-- Start of Records provided --
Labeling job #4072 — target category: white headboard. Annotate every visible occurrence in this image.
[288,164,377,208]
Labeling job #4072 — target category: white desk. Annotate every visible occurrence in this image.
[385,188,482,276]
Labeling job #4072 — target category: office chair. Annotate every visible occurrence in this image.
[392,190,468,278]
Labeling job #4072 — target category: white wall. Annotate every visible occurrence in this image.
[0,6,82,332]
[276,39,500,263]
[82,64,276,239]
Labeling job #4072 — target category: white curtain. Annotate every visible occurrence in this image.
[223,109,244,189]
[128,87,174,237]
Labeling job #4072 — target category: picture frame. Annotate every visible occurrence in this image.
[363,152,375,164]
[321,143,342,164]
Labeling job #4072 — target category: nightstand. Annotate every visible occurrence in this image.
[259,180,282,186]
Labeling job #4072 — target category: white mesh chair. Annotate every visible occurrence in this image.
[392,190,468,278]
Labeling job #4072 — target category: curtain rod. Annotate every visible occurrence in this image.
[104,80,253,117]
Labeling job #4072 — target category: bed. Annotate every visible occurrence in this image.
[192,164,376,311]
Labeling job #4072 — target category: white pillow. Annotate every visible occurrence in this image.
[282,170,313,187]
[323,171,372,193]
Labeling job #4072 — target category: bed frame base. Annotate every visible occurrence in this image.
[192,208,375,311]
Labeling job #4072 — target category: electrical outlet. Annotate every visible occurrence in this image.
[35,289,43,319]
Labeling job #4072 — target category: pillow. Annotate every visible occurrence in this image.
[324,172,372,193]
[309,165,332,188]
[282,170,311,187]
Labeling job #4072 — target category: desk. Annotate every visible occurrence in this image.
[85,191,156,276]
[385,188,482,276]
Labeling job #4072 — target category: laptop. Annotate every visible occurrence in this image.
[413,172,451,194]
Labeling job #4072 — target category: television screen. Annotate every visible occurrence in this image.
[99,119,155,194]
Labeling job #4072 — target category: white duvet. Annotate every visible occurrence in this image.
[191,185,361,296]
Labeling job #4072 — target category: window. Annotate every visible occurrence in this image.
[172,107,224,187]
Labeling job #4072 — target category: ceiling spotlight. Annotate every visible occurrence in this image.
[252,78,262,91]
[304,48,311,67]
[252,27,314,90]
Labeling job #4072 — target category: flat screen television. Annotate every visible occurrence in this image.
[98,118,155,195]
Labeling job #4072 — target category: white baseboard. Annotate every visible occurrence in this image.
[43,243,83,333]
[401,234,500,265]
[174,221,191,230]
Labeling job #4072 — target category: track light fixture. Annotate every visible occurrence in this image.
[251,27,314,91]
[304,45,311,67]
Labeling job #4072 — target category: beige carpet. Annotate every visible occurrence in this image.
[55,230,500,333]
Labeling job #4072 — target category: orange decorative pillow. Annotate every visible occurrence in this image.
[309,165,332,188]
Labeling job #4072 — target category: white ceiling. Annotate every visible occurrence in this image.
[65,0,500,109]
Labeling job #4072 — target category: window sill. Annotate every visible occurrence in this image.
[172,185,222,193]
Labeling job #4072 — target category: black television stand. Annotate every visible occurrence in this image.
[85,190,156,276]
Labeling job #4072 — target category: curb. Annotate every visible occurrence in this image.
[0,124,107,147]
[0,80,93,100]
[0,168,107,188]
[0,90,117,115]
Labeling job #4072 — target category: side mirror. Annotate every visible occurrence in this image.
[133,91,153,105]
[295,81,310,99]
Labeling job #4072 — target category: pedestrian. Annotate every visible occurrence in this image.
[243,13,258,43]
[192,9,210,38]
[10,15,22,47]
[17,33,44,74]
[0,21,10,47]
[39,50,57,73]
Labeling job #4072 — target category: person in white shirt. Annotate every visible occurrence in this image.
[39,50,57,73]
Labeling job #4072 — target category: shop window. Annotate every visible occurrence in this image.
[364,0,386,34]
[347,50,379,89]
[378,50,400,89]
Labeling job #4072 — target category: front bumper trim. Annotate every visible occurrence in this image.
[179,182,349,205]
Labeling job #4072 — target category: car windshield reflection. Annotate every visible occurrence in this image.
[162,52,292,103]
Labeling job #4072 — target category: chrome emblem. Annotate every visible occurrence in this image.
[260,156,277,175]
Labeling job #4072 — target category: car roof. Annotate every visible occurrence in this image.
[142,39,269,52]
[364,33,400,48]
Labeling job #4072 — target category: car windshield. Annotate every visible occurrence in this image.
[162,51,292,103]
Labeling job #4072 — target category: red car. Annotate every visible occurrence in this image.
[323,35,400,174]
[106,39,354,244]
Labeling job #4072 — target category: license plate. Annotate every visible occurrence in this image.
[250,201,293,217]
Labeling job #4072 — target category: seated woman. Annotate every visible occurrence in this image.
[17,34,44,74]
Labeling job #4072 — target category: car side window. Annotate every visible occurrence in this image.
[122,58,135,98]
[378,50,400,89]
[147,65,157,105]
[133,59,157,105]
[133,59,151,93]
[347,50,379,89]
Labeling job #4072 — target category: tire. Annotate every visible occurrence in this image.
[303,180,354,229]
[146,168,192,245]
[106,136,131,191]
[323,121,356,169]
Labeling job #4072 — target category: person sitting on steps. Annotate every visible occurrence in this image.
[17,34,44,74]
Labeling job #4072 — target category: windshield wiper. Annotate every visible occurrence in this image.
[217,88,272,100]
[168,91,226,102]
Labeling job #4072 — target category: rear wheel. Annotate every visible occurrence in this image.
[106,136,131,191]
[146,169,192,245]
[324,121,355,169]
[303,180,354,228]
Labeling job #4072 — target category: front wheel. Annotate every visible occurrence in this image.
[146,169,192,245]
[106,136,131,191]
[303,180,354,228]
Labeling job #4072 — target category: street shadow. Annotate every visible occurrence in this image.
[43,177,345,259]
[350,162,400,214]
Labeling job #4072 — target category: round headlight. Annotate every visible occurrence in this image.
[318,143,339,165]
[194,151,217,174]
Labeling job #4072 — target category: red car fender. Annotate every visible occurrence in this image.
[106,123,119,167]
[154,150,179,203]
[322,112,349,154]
-- End of Records provided --
→ **Your goal**
Please convert the listing above into a JSON list of strings, with one string for each line and no entries for blank lines.

→ **The completed task**
[
  "Labeling job #4072 — target category: white headboard. Annotate every visible occurrence in this image.",
  "[288,164,377,208]",
  "Labeling job #4072 — target category: white desk. Annotate every visible occurrence in this image.",
  "[385,188,482,276]",
  "Labeling job #4072 — target category: office chair. Annotate every visible occurrence in this image.",
  "[392,190,468,278]",
  "Labeling job #4072 — target category: white wall. Annotate every visible occurrence in this image.",
  "[0,6,82,332]",
  "[276,39,500,263]",
  "[82,64,276,239]",
  "Labeling job #4072 — target category: white curtain. Annotate every visible occurrence in this image.",
  "[223,109,244,189]",
  "[128,87,174,237]",
  "Labeling job #4072 — target category: picture frame. Annotate every visible occurrence in this image.",
  "[363,152,375,164]",
  "[321,143,342,164]",
  "Labeling job #4072 — target category: nightstand. Annotate every visible occurrence in this image.",
  "[259,180,282,186]",
  "Labeling job #4072 — target category: white mesh chair. Annotate every visible occurrence in this image.",
  "[392,190,468,278]",
  "Labeling job #4072 — target category: curtain rod. Annotate every visible occurrence in this image.",
  "[104,80,253,117]",
  "Labeling job #4072 — target category: bed. Annotate every visible occurrence in this image.",
  "[192,164,376,311]",
  "Labeling job #4072 — target category: white pillow. Annotate every visible occurrence in this image.",
  "[282,170,313,187]",
  "[323,171,372,193]",
  "Labeling job #4072 — target category: bed frame base. Annotate every visible occurrence in this image.",
  "[192,208,375,311]",
  "Labeling job #4072 — target category: electrical outlet. Annotate every visible occurrence in this image.",
  "[35,289,43,319]",
  "Labeling job #4072 — target category: pillow. Annotate every visible occurrence in this image.",
  "[324,172,372,193]",
  "[309,165,332,188]",
  "[282,170,311,187]",
  "Labeling job #4072 — target category: desk. Annotate every visible occurrence in this image.",
  "[85,191,156,276]",
  "[385,188,482,276]",
  "Labeling job #4072 — target category: laptop. Annotate every visible occurrence in this image.",
  "[413,172,451,194]",
  "Labeling job #4072 — target category: television screen. Annotate every visible occurrence in this image.",
  "[99,119,155,194]",
  "Labeling job #4072 — target category: white duvet. Annotate every visible occurrence in this image.",
  "[191,185,361,296]",
  "Labeling job #4072 — target category: window. Annotate every visible occurrence in this image.",
  "[172,107,224,187]",
  "Labeling job #4072 — target category: ceiling spotlight. Annotate every visible occurrence in this image.",
  "[252,78,262,91]",
  "[304,48,311,67]",
  "[252,27,314,90]",
  "Labeling job #4072 — target category: flat screen television. Annotate every visible occurrence in this image.",
  "[98,118,155,195]",
  "Labeling job #4072 — target category: white baseboard. Annotate every visible occurrence in this image.",
  "[43,243,83,333]",
  "[401,234,500,265]",
  "[174,221,191,230]",
  "Labeling job #4072 — target category: track light fixture. Annotate every visible occurrence in this image.",
  "[251,27,314,91]",
  "[304,45,311,67]",
  "Labeling job #4072 — target category: beige carpet. Annotate every visible occurrence in this image.",
  "[55,230,500,333]",
  "Labeling job #4072 — target category: orange decorative pillow. Annotate every visible occurrence in this image.",
  "[309,165,332,188]",
  "Labeling job #4072 — target category: white ceiling. Annotate every visible occurrence in this image.",
  "[65,0,500,109]",
  "Labeling job #4072 — target category: window sill. Annotate every visible occurrence in this image.",
  "[172,185,222,193]",
  "Labeling job #4072 — target category: black television stand. Annotate every visible occurrence in this image.",
  "[85,190,156,276]",
  "Labeling job #4072 — target category: curb. Annotate every visible occurrence in this image.",
  "[0,124,107,147]",
  "[0,80,93,100]",
  "[0,168,107,188]",
  "[0,90,117,115]",
  "Labeling job #4072 — target category: side mirror. Annotate every visible occurrence in this image.",
  "[133,91,153,105]",
  "[295,81,310,99]",
  "Labeling job #4072 — target category: pedestrian. Annotate every visible occurrence in this image.",
  "[243,13,258,43]",
  "[192,9,210,38]",
  "[10,15,22,47]",
  "[17,33,44,74]",
  "[0,21,10,47]",
  "[39,50,57,73]",
  "Labeling job #4072 — target category: person in white shirt. Annotate every visible occurrence in this image.",
  "[39,50,57,73]",
  "Labeling job #4072 — target category: shop window. Annotate every visible occurrence in this image.",
  "[364,0,386,34]",
  "[347,50,379,89]",
  "[378,50,400,89]",
  "Labeling job #4072 — target category: front bumper trim. Annotate every visible occurrence in this image.",
  "[179,182,349,205]",
  "Labeling job #4072 — target category: car windshield reflection. Annotate every visible occurrence in this image.",
  "[162,52,292,103]",
  "Labeling job #4072 — target category: chrome emblem. Annotate every visible occurrence in this image.",
  "[260,156,277,175]",
  "Labeling job #4072 — target category: car roof. Annotate every visible occurrence in this image.",
  "[142,39,269,52]",
  "[364,33,400,48]",
  "Labeling job #4072 — target category: car windshield. Annotate every visible occurrence in this image.",
  "[162,51,292,103]",
  "Labeling job #4072 — target category: red car. Annotate every visible occurrence in this image.",
  "[323,35,400,174]",
  "[106,39,354,244]",
  "Labeling job #4072 — target category: license plate. Annotate every visible occurrence in this image.",
  "[250,201,293,217]",
  "Labeling job #4072 — target category: seated woman. Annotate every visible occurrence in this image.",
  "[17,34,44,74]",
  "Labeling job #4072 — target category: car side window. Annotate every visible occurrence in this image.",
  "[122,58,135,98]",
  "[378,50,400,89]",
  "[147,65,157,105]",
  "[133,59,157,105]",
  "[133,59,151,93]",
  "[347,50,379,89]",
  "Labeling job #4072 — target category: tire. Annotate every visible occurrence in this image.",
  "[303,180,354,229]",
  "[146,168,192,245]",
  "[106,136,131,191]",
  "[323,121,356,169]",
  "Labeling job #4072 — target category: person sitting on steps. Annotate every visible occurrence in this image.",
  "[17,34,44,74]",
  "Labeling job #4072 — target category: windshield wiper. Annotate every visible occurrence in this image.",
  "[217,88,272,100]",
  "[168,91,226,102]",
  "Labeling job #4072 — target category: rear wheel. Annotate every visible occurrence in this image.",
  "[106,136,131,191]",
  "[146,169,192,245]",
  "[324,121,355,169]",
  "[303,180,354,228]",
  "Labeling job #4072 — target category: front wheel. Annotate every visible occurrence in this image.",
  "[146,169,192,245]",
  "[106,136,131,191]",
  "[303,180,354,228]",
  "Labeling job #4072 — target category: street shadow. Annotate every visible occurrence in this image.",
  "[43,177,345,259]",
  "[350,162,400,214]",
  "Labeling job #4072 — target category: round headlight. Annotate every visible occurrence in this image.",
  "[318,143,339,165]",
  "[194,151,217,174]",
  "Labeling job #4072 — target category: red car fender. Annotate every visible occurrence in this image.",
  "[106,123,119,167]",
  "[154,150,179,203]",
  "[322,112,349,154]"
]